Leaving the images out, output each entry below exactly.

————————

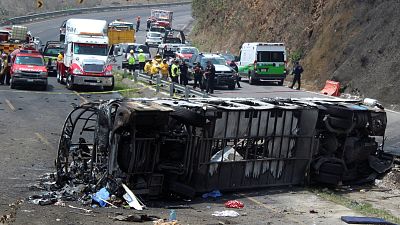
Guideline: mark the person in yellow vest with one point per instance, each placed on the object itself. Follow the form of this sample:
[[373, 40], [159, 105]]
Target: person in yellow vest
[[147, 67], [164, 69], [142, 60], [131, 61], [175, 72]]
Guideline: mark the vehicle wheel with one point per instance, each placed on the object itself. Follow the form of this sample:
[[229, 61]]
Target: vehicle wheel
[[70, 84], [251, 80], [109, 88], [12, 85]]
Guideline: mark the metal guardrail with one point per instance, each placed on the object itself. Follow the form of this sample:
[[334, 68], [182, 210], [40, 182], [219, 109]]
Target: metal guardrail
[[21, 19], [172, 88]]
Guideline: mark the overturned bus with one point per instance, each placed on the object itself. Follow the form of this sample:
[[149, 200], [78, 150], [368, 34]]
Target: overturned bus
[[197, 145]]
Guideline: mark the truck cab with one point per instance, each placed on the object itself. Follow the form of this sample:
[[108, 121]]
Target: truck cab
[[28, 69], [263, 61], [50, 53], [86, 54]]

————————

**Response to this exercise:**
Guideline: mark the person in yellow vest with one point per instance, each placed on the object itself. Follow the form of this sample:
[[373, 40], [159, 105]]
Target: person in yellow vest
[[147, 67], [164, 69], [142, 60], [131, 61], [175, 72]]
Guideline: mark the vehicle wheel with one point per instance, each placed on the object itself. Follow the form of this sample:
[[229, 61]]
Target: vehicle wheel
[[70, 84], [251, 80], [109, 88], [12, 85]]
Guideline: mark the metal guardrail with one point per instance, each placed on the object itself. Follow the form of this sample:
[[334, 68], [182, 210], [40, 182], [219, 109]]
Target: metal guardrail
[[21, 19], [172, 88]]
Guideline: mark the overturned bus with one point per instance, each placed on the object itself. Follow the form of this sample:
[[149, 200], [78, 150], [368, 34]]
Target: overturned bus
[[197, 145]]
Guideline: mark the truck cab with one point per instance, each placed on the object itself. Follow the form of this sample:
[[108, 121]]
Target: truck cab
[[28, 69], [263, 61], [50, 53], [86, 54]]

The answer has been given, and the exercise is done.